[THE PROBLEM]:
Write out the data again in full, exactly as it reads.

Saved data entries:

* * *

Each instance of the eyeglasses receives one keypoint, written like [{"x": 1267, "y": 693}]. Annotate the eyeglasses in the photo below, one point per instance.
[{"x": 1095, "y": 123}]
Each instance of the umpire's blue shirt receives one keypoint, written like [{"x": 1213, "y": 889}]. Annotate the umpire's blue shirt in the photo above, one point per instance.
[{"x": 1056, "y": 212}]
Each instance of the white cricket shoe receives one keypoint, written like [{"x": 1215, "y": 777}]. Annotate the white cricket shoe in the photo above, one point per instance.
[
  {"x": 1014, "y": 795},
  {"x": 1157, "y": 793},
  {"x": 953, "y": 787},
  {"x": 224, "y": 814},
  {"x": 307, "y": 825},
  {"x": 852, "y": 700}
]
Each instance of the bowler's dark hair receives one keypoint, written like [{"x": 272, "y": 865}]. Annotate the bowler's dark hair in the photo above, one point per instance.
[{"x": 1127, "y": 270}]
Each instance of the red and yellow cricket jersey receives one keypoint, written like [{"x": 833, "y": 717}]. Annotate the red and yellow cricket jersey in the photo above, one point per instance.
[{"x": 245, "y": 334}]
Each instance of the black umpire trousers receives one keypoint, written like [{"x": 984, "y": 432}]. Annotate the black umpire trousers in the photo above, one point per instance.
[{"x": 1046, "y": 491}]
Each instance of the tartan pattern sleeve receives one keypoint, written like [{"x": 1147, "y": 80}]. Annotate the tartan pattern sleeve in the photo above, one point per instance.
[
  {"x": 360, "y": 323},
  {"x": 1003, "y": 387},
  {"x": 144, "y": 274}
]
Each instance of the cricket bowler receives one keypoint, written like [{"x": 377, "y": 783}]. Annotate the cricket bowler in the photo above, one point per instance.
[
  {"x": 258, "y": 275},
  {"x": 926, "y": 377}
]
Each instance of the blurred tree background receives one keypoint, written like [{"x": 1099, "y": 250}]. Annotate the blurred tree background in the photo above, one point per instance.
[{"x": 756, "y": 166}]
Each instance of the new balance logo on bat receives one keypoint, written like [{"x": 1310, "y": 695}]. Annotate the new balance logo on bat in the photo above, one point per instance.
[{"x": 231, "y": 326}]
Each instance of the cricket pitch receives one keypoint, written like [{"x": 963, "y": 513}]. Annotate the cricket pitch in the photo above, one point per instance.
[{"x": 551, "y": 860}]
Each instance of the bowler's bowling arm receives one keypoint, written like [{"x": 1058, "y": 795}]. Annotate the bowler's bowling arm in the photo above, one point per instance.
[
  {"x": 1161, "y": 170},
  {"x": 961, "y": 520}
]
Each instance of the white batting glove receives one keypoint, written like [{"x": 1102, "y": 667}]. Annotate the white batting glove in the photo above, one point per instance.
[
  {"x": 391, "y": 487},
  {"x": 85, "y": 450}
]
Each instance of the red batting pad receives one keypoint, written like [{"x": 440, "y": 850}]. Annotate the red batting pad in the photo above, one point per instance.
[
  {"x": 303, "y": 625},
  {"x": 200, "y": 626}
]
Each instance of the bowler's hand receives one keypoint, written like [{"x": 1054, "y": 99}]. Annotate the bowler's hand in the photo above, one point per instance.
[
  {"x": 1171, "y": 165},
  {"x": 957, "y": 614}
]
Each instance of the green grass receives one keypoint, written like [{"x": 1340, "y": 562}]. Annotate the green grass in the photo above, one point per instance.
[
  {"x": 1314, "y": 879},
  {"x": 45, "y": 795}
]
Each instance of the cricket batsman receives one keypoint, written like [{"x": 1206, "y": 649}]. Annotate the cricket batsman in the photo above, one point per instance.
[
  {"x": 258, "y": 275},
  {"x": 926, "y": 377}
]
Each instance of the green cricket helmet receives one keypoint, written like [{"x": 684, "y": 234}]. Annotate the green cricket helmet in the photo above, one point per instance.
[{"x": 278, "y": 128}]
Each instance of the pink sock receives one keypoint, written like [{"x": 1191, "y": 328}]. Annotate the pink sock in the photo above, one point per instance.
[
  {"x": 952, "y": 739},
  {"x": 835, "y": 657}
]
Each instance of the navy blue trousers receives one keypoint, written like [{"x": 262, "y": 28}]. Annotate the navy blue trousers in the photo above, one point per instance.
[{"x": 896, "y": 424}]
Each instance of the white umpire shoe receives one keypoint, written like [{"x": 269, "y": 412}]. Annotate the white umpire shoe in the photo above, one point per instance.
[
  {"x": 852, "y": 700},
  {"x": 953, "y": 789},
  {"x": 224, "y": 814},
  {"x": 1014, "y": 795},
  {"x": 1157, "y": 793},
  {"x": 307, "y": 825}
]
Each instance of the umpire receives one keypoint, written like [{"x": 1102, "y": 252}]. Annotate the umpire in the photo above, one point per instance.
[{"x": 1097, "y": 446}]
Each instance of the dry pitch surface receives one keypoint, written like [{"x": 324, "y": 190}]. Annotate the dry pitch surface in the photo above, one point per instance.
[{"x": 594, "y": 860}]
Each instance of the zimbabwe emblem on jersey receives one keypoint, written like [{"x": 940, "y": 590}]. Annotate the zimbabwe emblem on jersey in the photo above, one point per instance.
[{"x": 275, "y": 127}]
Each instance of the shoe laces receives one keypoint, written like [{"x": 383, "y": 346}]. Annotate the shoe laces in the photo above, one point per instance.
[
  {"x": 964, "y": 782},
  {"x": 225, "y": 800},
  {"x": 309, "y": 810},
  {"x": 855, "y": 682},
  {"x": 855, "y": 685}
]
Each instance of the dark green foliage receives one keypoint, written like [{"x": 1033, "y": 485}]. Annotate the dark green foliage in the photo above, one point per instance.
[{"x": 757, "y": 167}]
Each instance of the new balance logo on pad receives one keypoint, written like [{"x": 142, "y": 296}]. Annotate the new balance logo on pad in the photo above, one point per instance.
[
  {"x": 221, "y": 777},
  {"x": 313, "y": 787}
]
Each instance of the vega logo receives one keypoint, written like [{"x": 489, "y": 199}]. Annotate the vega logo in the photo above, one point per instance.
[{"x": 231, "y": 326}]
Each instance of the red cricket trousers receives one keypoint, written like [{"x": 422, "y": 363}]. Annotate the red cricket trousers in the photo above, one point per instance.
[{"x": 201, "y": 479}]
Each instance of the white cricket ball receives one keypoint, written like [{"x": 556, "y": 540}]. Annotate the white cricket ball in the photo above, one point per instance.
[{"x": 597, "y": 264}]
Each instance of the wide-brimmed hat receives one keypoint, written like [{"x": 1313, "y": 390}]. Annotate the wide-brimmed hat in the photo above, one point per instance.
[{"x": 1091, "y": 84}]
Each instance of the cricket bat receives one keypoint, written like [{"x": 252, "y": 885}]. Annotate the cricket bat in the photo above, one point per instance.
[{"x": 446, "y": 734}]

* * *

[SOLUTION FOR THIS PROBLEM]:
Each instance of the eyeglasses receives one keypoint, written like [{"x": 1267, "y": 693}]. Annotate the eyeglasses in the photo below, one point per instance.
[{"x": 1095, "y": 123}]
Each instance of the umpire's blue shirt receives one keypoint, written like [{"x": 1213, "y": 889}]. Annotate the umpire's blue shirt in the photo above, one point per instance.
[{"x": 1056, "y": 212}]
Each instance of the white cricket shoe receives one keypoint, written like [{"x": 1215, "y": 777}]. Annotate the white cricket shoe in the photo above, one point per instance.
[
  {"x": 1014, "y": 795},
  {"x": 1157, "y": 793},
  {"x": 953, "y": 787},
  {"x": 224, "y": 814},
  {"x": 307, "y": 825},
  {"x": 852, "y": 700}
]
Each instance of the bowler's dark hair receives one keypoint, written like [{"x": 272, "y": 865}]. Annotate the bowler's dark hair in the photo above, one point per instance.
[{"x": 1127, "y": 270}]
Each instance of the red and yellow cricket jersey receives one keypoint, written like [{"x": 833, "y": 717}]. Annotate the red and yellow cricket jersey in the photo above, one point per instance.
[{"x": 245, "y": 334}]
Each instance of the black umpire trousers receives one keypoint, written like [{"x": 984, "y": 432}]. Annotate the black umpire trousers in the photo above, one point per instance.
[{"x": 1046, "y": 491}]
Each instance of the tartan pattern sleeve receives one keypoint, written like [{"x": 1147, "y": 80}]. Annotate the tartan pattern sleeve in the photo above, one point per instance.
[
  {"x": 360, "y": 323},
  {"x": 1003, "y": 387},
  {"x": 144, "y": 274}
]
Each instance of the cricket bowler receives one keypoint, written like [{"x": 377, "y": 783}]. Annotate the cricket bowler in the photo above, one point per instance.
[
  {"x": 258, "y": 275},
  {"x": 926, "y": 377}
]
Each instance of the blurred tree background receives one keypoint, written like [{"x": 1099, "y": 250}]. Annotate the blurred tree background in the photo above, one point per instance.
[{"x": 756, "y": 166}]
Each instance of the new balance logo on bat receives one keypoint, written like [{"x": 1310, "y": 695}]. Annotate the new balance logo on bat in the photo above, one point per instance.
[{"x": 231, "y": 326}]
Each instance of the cricket pitch receives one keypoint, written like [{"x": 963, "y": 513}]. Annotate the cricket pitch in the photo above, one point per instance.
[{"x": 551, "y": 860}]
Each instance of the bowler's bowling arm receives one keypoint, written like [{"x": 1058, "y": 795}]. Annotate the bowler's bowling arm in the photo above, one point per instance.
[
  {"x": 1161, "y": 170},
  {"x": 961, "y": 520}
]
Each instance of the white batting glove receives one keypoint, written like [{"x": 1102, "y": 667}]. Annotate the white batting glove in the photo above, one point per instance.
[
  {"x": 391, "y": 487},
  {"x": 85, "y": 450}
]
Each instance of the red batting pad receives one keypoint, written like [{"x": 440, "y": 850}]. Annotate the red batting pad in the photo above, one point per instance.
[
  {"x": 303, "y": 625},
  {"x": 200, "y": 626}
]
Each instance of the bowler's hand receives one keypoint, written like [{"x": 1054, "y": 99}]. Annotate the bowler's hand in the photo above, one point per instance.
[
  {"x": 1171, "y": 165},
  {"x": 957, "y": 614}
]
Each instance of the green grass receives one keypoint, written like [{"x": 1340, "y": 562}]. Annotate the green grass in the photo above, one point per instance.
[
  {"x": 1314, "y": 879},
  {"x": 45, "y": 795}
]
Each instance of the cricket batsman receives one keypoint, written like [{"x": 1206, "y": 649}]. Annotate the cricket batsman in the photo above, one point per instance.
[
  {"x": 258, "y": 275},
  {"x": 926, "y": 377}
]
Each instance of the green cricket helmet receives one keypoint, written like [{"x": 684, "y": 234}]. Annotate the green cricket helmet in the photo above, one point per instance.
[{"x": 278, "y": 128}]
Each instance of the pink sock receives one keypoint, written like [{"x": 1191, "y": 328}]. Annotate the pink sock in the photo above, one point per instance.
[
  {"x": 952, "y": 739},
  {"x": 835, "y": 657}
]
Each instance of the navy blue trousers receives one keypoint, written like [{"x": 262, "y": 28}]. Annotate the navy blue trousers in the photo above, one point per instance.
[{"x": 896, "y": 424}]
Each instance of the white umpire shoe receives one keypoint, written like [{"x": 269, "y": 412}]. Annotate the white umpire shoe in the photo above, one point per instance.
[
  {"x": 852, "y": 700},
  {"x": 953, "y": 789},
  {"x": 224, "y": 814},
  {"x": 1014, "y": 795},
  {"x": 1157, "y": 793},
  {"x": 307, "y": 825}
]
Each instance of the umpire receives one keypoint, written like [{"x": 1102, "y": 252}]. Annotate the umpire in the photo above, one point per instance.
[{"x": 1097, "y": 446}]
Each instance of the dry pitch surface receives one keypoint, written like [{"x": 324, "y": 190}]. Annotate the dry pitch surface in the photo above, one point per instance.
[{"x": 594, "y": 860}]
Each instance of the zimbabwe emblem on jersey receives one keypoint, written like [{"x": 940, "y": 590}]. Annotate the zimbabwe emblem on jersey in the photo above, one point per instance.
[{"x": 275, "y": 127}]
Each instance of the shoe laces receives one keypoint, written like [{"x": 383, "y": 346}]. Annotate the shoe laces in the photo above, one point per instance.
[
  {"x": 964, "y": 782},
  {"x": 225, "y": 800},
  {"x": 309, "y": 810},
  {"x": 855, "y": 682},
  {"x": 855, "y": 685}
]
Each instance of the dark green foliage receives one keypoint, written like [{"x": 1033, "y": 485}]. Annotate the dark green foliage in the photo above, one point per instance.
[{"x": 757, "y": 167}]
Each instance of the new balance logo on pad receives one keypoint, written like [{"x": 142, "y": 296}]. Annotate the new balance logo on pad in the photo above, one point per instance.
[
  {"x": 221, "y": 777},
  {"x": 313, "y": 787}
]
Each instance of the vega logo receives one keypoint, written like [{"x": 489, "y": 199}]. Annotate the vega logo in the photo above, one point per instance.
[{"x": 231, "y": 326}]
Each instance of the red cricket trousers receives one keypoint, written like [{"x": 422, "y": 363}]. Annotate the red cricket trousers in the photo above, one point per instance.
[{"x": 201, "y": 479}]
Each instance of the white cricket ball receives one keypoint, written like [{"x": 556, "y": 540}]. Annotate the white cricket ball in the photo above, one point per instance.
[{"x": 597, "y": 264}]
Each instance of the wide-brimmed hat receives one keypoint, written like [{"x": 1313, "y": 390}]. Annotate the wide-brimmed hat in the photo above, one point per instance.
[{"x": 1091, "y": 84}]
Each instance of the cricket bat receives one keypoint, written like [{"x": 252, "y": 885}]. Annotate the cricket bat in the photo above, one point per instance.
[{"x": 446, "y": 734}]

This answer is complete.